Material for this exercise section start
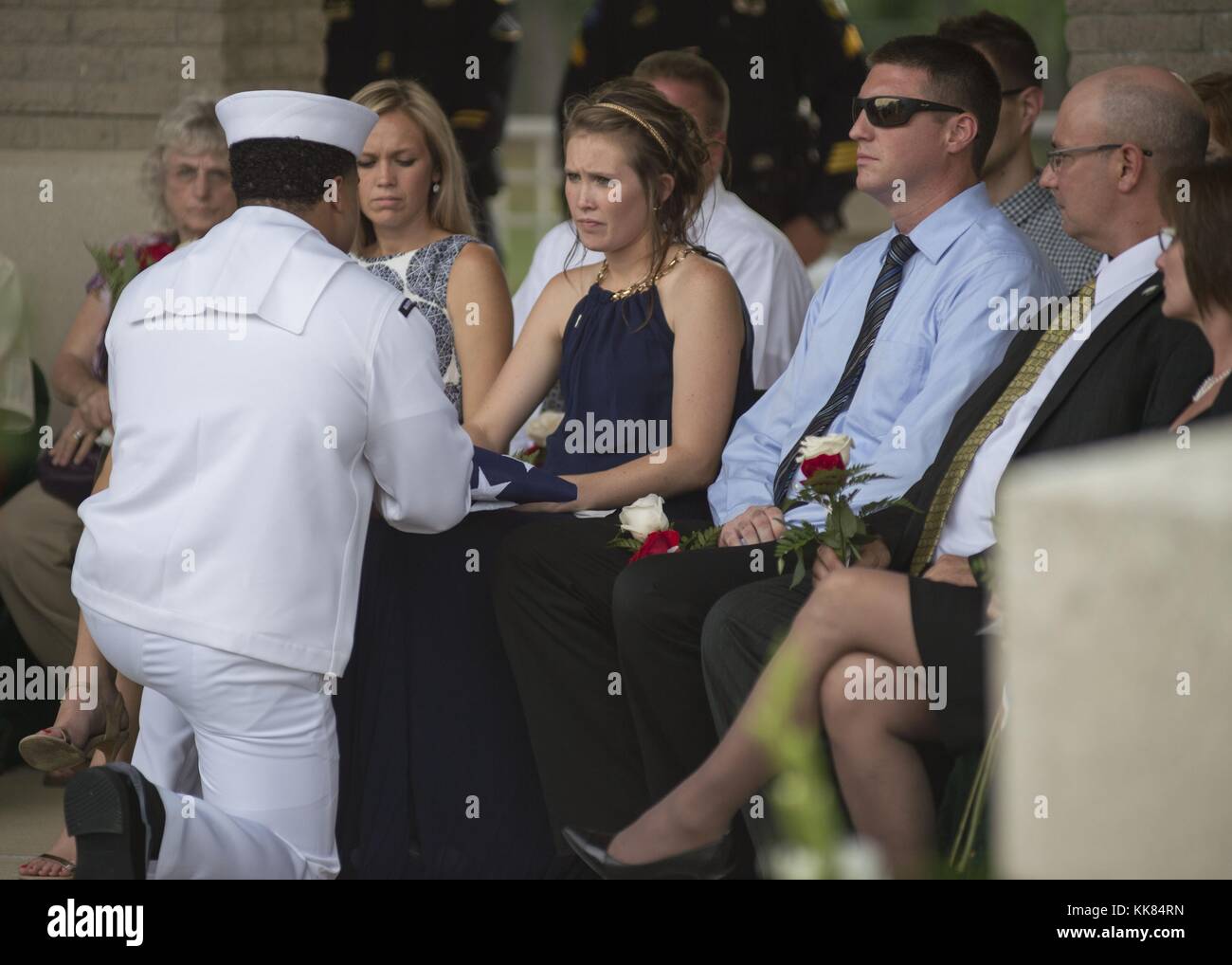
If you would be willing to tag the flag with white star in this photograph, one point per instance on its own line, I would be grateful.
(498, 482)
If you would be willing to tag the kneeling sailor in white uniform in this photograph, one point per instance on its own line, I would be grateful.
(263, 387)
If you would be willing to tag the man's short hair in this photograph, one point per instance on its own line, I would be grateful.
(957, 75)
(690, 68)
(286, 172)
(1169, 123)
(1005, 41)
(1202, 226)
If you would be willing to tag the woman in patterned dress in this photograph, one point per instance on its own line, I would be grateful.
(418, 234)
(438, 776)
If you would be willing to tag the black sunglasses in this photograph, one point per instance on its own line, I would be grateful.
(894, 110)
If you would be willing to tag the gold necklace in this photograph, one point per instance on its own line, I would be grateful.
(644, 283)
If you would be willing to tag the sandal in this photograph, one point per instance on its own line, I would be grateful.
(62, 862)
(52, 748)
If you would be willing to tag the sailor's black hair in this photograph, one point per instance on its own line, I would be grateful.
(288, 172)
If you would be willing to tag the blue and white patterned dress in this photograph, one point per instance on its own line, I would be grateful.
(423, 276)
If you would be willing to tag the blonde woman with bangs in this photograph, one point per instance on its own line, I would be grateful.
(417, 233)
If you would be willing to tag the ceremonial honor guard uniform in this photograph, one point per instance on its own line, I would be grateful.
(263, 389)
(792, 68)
Material for this exercise section end
◆ What this task involves ◆
Drop the images and copy all the data exactly.

◆ Output for this task ◆
If you would be willing to tag the flag with white star in this photograph, one point per instance on its own line, I would be grateful.
(498, 482)
If you would be willing to tag the kneeling sailor in white uniform in this photograph, one point per instance on its own line, I would be grateful.
(263, 387)
If you would be willing to tag the man's short hair in this photograph, one point per instance on its own line, I would be grateful.
(957, 75)
(690, 68)
(286, 172)
(1169, 123)
(1005, 41)
(1202, 226)
If you would be willing to tag the woman in patterned dress in this photograph, one point per instance on its own line, I would be grateful.
(418, 234)
(438, 776)
If you would be willing to tag the black sunglasses in this photograph, one point per instance on its own line, I would be grateful.
(894, 110)
If you would be willing to tag the gold necklace in this photograph, one point per instance on its own line, I would be grateful.
(644, 283)
If you would be willing to tag the sandal in this photograph, one point per instance on its own line, I would be grateful.
(62, 862)
(52, 748)
If you would be willing to tag the sailor's black hair in this photograph, one point per instance on its own line, I would be grateful.
(288, 172)
If you would be willing to tag the blue and white patterned dress in this photograph, one point per instance on its own line, I would be grateful.
(423, 276)
If you would be willing to tag the blonde woman with bangs in this photograph, one point per instance on its own line, I would be grateful.
(417, 233)
If you would be willing to tag the ceremonial honor guard uniform in this photograph, one point per instance on its own line, I would be grateful.
(263, 389)
(792, 68)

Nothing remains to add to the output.